(Provided information)
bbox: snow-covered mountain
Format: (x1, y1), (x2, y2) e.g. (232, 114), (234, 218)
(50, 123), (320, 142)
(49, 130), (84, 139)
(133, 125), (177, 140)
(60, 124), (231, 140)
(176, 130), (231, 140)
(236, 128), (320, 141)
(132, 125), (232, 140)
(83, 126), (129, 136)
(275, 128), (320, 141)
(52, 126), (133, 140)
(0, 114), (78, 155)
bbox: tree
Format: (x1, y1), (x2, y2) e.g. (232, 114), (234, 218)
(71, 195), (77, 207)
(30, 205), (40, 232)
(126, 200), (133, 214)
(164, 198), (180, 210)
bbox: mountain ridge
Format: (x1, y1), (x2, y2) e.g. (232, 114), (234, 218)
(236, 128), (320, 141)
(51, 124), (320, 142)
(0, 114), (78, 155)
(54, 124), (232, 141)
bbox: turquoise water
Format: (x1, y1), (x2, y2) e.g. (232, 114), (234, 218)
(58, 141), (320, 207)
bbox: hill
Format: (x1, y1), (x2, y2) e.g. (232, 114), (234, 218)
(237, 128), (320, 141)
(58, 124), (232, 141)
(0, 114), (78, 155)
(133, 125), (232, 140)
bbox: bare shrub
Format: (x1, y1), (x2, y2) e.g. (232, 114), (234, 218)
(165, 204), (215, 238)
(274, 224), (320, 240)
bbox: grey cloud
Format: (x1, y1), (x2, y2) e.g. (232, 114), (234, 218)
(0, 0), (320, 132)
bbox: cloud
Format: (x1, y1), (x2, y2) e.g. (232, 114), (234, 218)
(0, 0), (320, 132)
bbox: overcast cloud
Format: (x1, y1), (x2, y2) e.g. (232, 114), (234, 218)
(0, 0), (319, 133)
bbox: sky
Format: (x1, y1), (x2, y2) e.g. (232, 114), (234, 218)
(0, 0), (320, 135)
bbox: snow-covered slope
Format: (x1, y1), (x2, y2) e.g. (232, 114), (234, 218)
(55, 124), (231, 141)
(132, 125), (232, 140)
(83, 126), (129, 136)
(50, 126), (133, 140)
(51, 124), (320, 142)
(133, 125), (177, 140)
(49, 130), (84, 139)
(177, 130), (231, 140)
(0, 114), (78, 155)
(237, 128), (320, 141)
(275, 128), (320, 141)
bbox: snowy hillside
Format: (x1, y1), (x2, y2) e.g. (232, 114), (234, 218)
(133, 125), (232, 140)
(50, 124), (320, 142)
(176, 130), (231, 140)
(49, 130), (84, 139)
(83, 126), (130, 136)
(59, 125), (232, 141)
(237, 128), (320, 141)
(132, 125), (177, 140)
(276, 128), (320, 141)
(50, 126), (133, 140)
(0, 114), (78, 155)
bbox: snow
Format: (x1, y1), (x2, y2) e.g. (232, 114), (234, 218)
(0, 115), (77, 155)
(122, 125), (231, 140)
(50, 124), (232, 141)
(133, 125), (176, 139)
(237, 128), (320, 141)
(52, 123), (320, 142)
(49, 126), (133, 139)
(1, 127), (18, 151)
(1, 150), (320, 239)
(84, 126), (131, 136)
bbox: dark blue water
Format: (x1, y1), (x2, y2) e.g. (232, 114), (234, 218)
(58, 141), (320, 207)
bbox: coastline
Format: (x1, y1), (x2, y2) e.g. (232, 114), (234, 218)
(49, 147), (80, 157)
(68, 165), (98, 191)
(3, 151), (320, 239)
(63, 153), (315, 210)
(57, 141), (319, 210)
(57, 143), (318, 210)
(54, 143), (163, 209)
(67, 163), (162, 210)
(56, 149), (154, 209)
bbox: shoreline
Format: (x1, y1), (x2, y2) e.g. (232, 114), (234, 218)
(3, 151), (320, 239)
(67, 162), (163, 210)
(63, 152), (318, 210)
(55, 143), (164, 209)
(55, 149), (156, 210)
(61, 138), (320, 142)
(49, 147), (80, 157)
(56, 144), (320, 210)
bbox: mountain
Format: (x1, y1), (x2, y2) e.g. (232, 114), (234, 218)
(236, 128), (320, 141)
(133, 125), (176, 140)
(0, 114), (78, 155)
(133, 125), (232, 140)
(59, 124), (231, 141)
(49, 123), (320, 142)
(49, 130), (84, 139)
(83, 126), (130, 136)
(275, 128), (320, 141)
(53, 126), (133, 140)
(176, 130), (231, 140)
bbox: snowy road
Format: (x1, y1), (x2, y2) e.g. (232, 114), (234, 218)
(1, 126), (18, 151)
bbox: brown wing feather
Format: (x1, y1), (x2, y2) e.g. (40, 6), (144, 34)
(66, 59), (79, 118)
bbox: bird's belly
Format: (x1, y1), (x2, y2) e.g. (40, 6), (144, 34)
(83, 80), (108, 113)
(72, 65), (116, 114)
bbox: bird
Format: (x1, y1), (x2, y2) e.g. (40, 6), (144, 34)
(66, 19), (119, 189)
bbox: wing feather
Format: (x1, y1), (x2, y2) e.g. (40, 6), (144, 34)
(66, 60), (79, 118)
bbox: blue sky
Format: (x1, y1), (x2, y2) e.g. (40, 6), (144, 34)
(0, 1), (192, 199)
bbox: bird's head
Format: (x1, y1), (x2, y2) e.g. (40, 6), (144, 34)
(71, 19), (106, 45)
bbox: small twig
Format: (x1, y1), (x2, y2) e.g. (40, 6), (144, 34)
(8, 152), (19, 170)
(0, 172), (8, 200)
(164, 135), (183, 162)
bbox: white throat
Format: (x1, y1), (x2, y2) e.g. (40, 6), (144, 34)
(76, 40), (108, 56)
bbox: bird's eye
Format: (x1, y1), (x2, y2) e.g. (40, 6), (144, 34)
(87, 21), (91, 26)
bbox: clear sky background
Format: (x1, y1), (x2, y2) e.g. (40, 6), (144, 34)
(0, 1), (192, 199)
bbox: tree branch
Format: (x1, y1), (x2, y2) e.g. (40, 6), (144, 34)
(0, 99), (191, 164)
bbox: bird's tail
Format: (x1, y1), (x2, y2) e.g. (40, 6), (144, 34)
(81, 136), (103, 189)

(Instructions for the task) Among the lines above, count those that hold the word "bird" and give only the count.

(Output for this task) 5